# Given entries
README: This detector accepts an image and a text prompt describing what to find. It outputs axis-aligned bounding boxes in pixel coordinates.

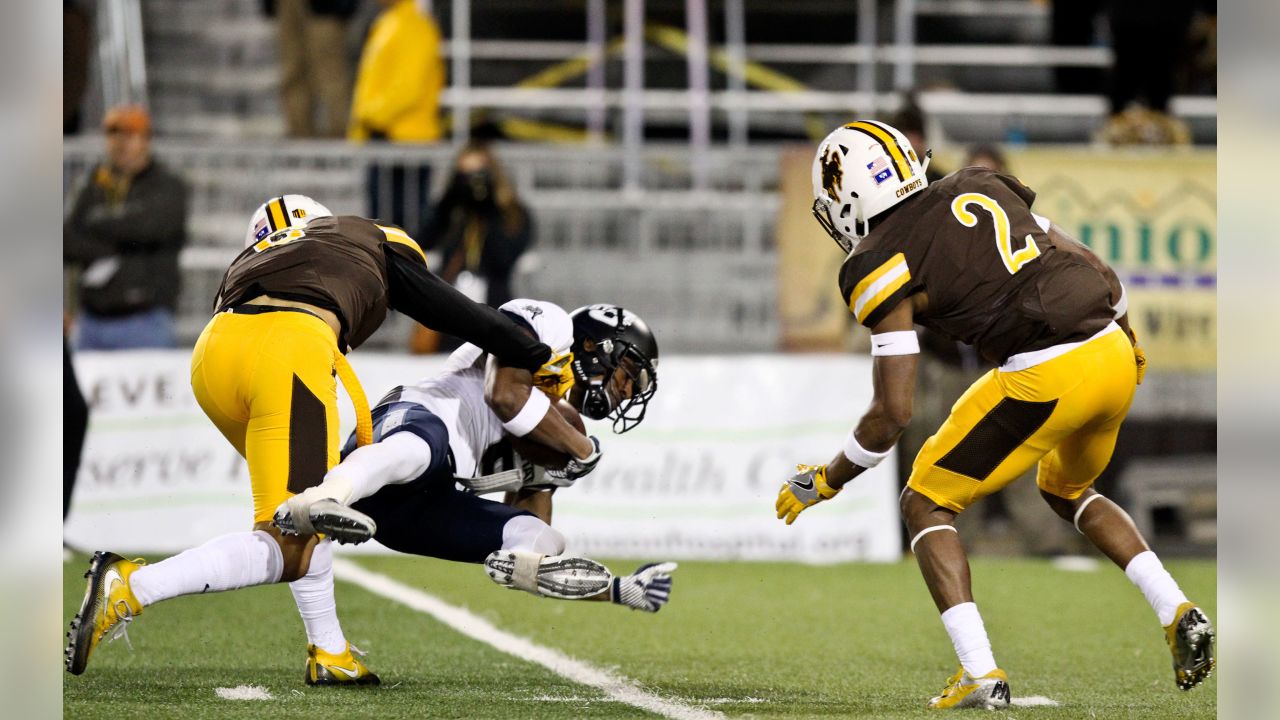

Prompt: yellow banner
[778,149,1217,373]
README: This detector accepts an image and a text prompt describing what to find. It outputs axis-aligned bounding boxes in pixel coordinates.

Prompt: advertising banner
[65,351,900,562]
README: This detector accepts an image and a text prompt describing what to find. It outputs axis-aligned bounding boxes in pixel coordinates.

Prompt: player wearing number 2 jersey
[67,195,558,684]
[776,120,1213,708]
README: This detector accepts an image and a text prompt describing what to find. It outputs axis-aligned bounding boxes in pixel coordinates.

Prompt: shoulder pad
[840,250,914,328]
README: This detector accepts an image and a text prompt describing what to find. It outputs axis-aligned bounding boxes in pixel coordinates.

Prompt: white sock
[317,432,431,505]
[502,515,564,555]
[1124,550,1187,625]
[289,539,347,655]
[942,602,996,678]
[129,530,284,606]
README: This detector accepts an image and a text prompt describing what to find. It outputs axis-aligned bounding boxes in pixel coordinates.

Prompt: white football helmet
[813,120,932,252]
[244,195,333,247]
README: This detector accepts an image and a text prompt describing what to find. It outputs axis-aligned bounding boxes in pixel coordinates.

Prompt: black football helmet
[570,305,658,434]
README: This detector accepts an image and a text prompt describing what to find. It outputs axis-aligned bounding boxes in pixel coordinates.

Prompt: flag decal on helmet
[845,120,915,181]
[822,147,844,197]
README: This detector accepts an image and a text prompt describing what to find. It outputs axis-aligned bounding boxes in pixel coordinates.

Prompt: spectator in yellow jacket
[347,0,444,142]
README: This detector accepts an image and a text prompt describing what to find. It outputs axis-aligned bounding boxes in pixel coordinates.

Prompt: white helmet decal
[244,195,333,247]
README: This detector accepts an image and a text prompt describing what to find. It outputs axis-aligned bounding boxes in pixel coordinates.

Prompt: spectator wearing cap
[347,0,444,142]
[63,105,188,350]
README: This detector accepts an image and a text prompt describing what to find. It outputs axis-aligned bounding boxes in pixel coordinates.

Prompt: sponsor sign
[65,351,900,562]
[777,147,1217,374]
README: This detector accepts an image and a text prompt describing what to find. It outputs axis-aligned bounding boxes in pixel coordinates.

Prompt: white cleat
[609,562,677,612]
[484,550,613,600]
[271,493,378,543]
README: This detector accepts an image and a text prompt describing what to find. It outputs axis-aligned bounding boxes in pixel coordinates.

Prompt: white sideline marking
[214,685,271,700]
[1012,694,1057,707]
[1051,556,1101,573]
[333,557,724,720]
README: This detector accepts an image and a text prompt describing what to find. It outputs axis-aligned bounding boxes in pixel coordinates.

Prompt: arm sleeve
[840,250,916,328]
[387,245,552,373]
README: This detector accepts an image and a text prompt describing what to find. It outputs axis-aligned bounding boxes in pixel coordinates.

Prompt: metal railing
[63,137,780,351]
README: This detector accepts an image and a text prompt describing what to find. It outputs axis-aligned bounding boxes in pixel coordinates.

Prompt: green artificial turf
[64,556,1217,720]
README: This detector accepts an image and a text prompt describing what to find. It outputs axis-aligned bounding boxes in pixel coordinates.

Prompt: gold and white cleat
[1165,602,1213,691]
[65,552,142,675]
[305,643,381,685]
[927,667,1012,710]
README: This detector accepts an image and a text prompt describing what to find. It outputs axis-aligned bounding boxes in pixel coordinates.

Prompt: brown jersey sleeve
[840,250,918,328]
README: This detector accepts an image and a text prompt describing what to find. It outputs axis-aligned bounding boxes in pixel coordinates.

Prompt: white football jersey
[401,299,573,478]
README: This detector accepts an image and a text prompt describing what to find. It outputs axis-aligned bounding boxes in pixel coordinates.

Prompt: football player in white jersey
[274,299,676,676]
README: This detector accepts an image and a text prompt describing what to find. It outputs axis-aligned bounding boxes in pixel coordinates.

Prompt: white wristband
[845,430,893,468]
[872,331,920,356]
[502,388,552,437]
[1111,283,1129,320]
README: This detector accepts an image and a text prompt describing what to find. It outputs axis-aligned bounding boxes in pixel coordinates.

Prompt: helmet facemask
--
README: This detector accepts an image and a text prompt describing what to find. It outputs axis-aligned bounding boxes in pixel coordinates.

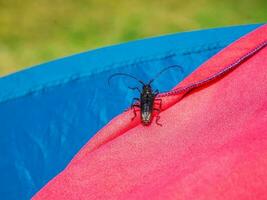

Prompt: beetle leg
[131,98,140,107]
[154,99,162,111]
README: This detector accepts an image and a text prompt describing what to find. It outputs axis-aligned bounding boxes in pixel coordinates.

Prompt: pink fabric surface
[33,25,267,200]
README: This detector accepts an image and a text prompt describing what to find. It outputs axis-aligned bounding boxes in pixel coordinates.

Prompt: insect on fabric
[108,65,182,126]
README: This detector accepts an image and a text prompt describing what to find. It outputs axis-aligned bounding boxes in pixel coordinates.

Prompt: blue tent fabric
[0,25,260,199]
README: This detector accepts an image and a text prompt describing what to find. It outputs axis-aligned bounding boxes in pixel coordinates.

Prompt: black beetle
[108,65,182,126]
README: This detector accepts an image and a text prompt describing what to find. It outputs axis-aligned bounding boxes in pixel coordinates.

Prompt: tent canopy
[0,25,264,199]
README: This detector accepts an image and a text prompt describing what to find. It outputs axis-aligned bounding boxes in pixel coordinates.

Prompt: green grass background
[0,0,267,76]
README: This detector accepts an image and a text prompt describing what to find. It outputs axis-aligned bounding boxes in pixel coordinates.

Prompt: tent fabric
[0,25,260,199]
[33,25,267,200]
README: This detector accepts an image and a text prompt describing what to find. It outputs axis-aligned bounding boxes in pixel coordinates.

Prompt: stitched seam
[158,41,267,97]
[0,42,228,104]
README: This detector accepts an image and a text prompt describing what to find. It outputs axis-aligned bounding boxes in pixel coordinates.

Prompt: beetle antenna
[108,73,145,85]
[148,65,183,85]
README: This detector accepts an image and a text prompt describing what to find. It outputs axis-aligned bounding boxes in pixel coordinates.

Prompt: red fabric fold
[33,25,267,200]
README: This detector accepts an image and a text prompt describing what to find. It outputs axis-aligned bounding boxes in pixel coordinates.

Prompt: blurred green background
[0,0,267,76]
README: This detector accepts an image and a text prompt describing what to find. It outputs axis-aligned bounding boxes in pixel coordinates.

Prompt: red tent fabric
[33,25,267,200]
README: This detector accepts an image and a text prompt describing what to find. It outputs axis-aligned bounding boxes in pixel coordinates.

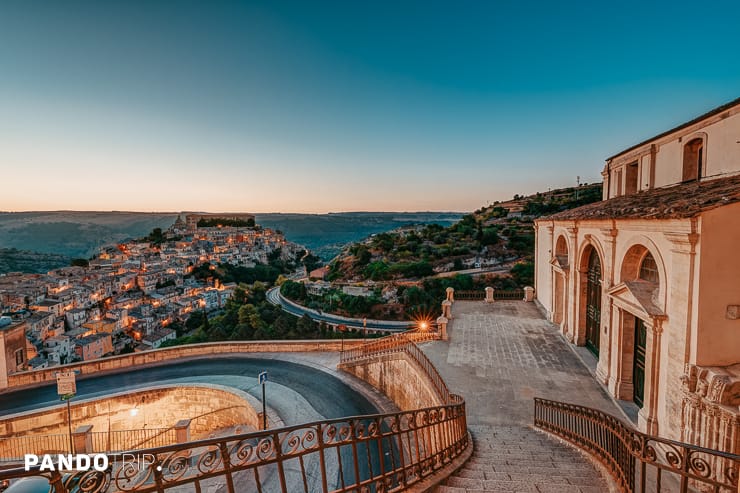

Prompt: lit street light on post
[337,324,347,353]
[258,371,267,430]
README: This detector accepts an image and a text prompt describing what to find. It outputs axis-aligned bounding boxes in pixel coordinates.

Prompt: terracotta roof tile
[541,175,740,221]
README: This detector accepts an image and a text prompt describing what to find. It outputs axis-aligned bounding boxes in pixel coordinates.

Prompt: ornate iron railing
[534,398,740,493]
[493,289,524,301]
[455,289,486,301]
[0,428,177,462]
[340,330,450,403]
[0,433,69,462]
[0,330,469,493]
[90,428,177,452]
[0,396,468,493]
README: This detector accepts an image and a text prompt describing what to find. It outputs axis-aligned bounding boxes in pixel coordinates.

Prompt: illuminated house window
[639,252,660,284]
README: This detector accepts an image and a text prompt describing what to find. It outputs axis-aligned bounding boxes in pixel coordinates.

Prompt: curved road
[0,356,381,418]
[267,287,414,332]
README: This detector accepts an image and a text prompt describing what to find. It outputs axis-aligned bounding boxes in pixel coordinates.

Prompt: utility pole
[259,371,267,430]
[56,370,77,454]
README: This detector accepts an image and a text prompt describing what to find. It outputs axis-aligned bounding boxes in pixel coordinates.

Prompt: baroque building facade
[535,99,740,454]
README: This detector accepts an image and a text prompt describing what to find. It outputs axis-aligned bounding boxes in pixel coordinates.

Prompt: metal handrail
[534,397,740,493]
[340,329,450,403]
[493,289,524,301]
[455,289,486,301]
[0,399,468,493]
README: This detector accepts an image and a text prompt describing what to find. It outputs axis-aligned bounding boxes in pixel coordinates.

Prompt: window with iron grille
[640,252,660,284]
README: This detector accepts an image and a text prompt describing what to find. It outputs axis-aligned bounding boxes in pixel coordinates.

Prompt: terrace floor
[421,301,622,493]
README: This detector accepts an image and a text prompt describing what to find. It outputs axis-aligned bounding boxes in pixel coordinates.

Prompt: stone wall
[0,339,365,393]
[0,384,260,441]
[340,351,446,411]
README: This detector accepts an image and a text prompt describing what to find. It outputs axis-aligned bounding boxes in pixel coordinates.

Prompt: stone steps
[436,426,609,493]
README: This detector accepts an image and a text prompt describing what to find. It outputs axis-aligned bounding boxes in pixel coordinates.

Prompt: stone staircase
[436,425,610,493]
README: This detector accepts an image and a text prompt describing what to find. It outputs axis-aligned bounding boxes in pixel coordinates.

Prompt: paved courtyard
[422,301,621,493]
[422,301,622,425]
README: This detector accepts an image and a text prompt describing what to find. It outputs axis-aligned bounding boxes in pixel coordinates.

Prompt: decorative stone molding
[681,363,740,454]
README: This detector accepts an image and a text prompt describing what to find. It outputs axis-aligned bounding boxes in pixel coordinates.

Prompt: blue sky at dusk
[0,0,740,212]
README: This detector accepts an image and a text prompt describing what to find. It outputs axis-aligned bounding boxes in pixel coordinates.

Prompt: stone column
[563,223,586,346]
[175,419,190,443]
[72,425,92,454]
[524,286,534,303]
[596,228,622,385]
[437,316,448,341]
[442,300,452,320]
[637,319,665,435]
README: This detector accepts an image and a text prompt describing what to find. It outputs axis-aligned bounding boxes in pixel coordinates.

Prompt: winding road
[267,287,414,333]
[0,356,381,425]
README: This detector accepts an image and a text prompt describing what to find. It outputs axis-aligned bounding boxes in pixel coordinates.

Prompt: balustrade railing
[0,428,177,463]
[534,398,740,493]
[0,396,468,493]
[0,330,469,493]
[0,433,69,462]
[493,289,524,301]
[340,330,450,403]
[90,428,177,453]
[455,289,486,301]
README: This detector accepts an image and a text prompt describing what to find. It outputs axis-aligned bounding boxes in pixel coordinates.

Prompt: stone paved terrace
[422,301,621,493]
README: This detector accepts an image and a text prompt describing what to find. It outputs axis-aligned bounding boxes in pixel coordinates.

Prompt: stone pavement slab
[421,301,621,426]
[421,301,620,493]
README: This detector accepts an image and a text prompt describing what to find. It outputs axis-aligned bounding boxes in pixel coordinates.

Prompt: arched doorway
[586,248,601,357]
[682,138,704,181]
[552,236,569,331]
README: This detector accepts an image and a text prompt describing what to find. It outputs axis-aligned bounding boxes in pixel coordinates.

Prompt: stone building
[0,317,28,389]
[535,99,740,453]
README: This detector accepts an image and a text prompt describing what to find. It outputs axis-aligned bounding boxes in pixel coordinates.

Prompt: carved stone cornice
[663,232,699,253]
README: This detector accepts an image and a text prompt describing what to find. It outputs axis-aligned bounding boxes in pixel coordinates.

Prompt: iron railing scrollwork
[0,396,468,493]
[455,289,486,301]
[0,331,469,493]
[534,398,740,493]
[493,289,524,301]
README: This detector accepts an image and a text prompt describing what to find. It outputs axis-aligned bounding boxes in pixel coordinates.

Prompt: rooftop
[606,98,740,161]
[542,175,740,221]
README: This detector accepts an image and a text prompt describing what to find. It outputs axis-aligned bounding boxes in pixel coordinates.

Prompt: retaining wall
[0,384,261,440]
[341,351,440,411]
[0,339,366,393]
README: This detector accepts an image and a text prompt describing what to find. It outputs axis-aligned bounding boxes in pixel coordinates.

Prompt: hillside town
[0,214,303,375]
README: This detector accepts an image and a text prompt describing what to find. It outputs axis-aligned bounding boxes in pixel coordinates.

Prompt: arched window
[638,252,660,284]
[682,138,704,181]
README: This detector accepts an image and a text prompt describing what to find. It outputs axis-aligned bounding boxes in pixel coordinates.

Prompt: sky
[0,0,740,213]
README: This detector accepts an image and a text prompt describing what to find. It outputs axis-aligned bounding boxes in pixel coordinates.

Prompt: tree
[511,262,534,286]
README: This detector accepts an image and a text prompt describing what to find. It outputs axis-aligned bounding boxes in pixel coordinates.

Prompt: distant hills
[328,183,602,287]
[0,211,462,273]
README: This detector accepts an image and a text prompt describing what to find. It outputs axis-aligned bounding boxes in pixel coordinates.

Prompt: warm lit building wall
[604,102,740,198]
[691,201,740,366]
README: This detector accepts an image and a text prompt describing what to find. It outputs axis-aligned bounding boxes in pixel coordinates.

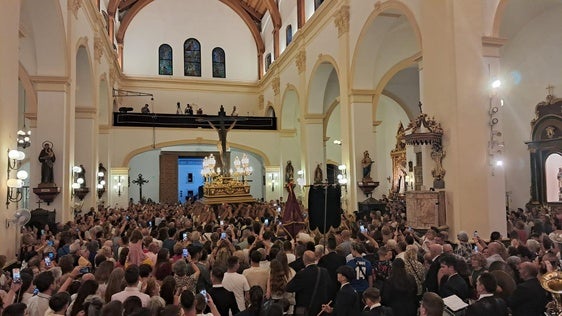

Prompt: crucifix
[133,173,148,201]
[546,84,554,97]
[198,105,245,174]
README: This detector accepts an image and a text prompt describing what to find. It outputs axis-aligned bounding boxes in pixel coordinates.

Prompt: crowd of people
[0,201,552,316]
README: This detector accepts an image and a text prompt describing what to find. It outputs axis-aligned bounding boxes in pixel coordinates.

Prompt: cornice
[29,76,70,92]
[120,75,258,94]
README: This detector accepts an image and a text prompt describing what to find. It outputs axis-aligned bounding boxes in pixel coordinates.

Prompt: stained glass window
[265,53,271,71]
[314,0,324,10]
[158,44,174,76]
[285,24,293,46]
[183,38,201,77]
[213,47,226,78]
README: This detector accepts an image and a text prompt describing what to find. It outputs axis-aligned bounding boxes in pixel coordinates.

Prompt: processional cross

# Instruction
Tally the lines in the listing that contain the word "paved", treating uppercase and lowercase as different. Reply with the number only.

# Written response
2